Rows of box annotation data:
────

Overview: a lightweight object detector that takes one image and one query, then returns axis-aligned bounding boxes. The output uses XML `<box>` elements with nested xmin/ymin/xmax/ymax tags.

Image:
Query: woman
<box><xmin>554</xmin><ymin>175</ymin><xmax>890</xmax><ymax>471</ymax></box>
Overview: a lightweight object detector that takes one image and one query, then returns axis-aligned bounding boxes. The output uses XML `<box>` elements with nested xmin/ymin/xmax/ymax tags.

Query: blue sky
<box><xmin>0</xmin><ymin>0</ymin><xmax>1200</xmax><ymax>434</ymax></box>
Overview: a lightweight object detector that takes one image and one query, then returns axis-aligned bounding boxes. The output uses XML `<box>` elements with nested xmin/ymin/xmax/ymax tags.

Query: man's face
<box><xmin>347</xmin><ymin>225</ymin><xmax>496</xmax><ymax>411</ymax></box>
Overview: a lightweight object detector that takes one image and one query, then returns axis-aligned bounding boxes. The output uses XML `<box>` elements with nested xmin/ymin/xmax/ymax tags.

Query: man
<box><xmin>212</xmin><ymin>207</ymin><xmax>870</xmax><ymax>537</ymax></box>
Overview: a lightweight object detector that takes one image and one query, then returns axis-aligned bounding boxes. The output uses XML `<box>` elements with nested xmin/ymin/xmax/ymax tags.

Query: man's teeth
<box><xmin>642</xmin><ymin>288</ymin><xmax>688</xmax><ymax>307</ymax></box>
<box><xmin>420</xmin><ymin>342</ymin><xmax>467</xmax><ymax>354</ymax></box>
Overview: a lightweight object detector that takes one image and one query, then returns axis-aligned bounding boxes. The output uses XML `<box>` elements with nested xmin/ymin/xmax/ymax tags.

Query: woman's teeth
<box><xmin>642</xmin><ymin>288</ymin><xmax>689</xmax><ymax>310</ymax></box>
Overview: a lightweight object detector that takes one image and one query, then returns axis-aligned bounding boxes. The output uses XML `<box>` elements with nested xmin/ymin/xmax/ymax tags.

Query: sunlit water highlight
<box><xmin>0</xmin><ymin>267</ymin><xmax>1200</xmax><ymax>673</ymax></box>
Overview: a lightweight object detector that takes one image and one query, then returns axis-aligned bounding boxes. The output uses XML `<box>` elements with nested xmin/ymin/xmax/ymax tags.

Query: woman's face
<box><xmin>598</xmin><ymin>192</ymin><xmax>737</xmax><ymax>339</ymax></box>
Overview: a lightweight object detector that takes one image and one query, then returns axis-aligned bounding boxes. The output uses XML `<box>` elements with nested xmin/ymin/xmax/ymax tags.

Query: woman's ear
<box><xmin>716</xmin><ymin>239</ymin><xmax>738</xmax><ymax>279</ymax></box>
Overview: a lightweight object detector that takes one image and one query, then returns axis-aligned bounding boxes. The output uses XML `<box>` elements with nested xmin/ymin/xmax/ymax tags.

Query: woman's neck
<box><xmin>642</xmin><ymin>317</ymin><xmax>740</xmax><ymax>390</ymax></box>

────

## GOAL
Copy out the whole listing exactly.

## RESPONSE TO THE EXERCISE
Overview: a lightweight object detector that takes one image and one query, then returns axis-aligned bounding boxes. The output uses XML `<box>` elements with nested xmin/ymin/xmax/ymax tags.

Image:
Query: woman
<box><xmin>554</xmin><ymin>175</ymin><xmax>890</xmax><ymax>471</ymax></box>
Overview: a lightweight object detector that takes one image and one query, then returns axis-aligned bounding boxes. The output uses XML `<box>` elements with nested xmin/ymin/xmax/ymax tags.

Query: blue sky
<box><xmin>0</xmin><ymin>0</ymin><xmax>1200</xmax><ymax>434</ymax></box>
Overview: a lightweight object detector that takes one image and one query, then returns axis-aligned bounding boxes. The output uses XML `<box>` elements with nested xmin/ymin/xmax/ymax tags.

Query: man's face
<box><xmin>347</xmin><ymin>225</ymin><xmax>496</xmax><ymax>411</ymax></box>
Overview: a lightweight object detector that takes one image and one query, then returns axis-aligned bounding boxes. The output uses XML `<box>` elements with nested xmin/ymin/xmax/ymax tags.

Query: man
<box><xmin>212</xmin><ymin>207</ymin><xmax>870</xmax><ymax>537</ymax></box>
Overview: a lightweight object detector that takes one image and one query, then returns axis-aligned bounding boxes. The output uses XML `<box>` elements with nested xmin/ymin/xmax/ymax tags.

Query: man's teeth
<box><xmin>642</xmin><ymin>288</ymin><xmax>688</xmax><ymax>307</ymax></box>
<box><xmin>420</xmin><ymin>342</ymin><xmax>467</xmax><ymax>354</ymax></box>
Overview: a lightweight object detector that takes one image and one query, then returns axis-aligned bounding boxes. The output uses XML `<box>` elements with nested xmin/ymin/xmax/ymax tags.

Query: woman's teeth
<box><xmin>642</xmin><ymin>288</ymin><xmax>689</xmax><ymax>310</ymax></box>
Overview: a lightweight object detector that takes one image and one query, then returns axis-aligned bounding boxes. The output uses XML `<box>` elements with nested xmin/ymin/xmax/ymax tags.

Query: sunlit water highlight
<box><xmin>0</xmin><ymin>267</ymin><xmax>1200</xmax><ymax>673</ymax></box>
Overview: a lightweight object detector that takes one image and one query, then returns axis-aligned bounding boxes. The output uses XML `<box>` elements with nested xmin/ymin/xmax/ymax tags.

Query: woman's face
<box><xmin>598</xmin><ymin>192</ymin><xmax>737</xmax><ymax>339</ymax></box>
Overview: a lightweight object detector that takes one image and one query, then returns axis-aligned bounding boxes. The output uses XML `<box>` elements with nested xmin/ymin/xmax/ymax tags.

Query: woman's ear
<box><xmin>716</xmin><ymin>239</ymin><xmax>738</xmax><ymax>279</ymax></box>
Overview: a lightweight object detector that takes one image and one query, then returns axis-aligned bounding boxes. The output uses XML `<box>` elements with nested xmin/ymin/xmax/ymax tags.

Query: woman's neck
<box><xmin>642</xmin><ymin>317</ymin><xmax>740</xmax><ymax>390</ymax></box>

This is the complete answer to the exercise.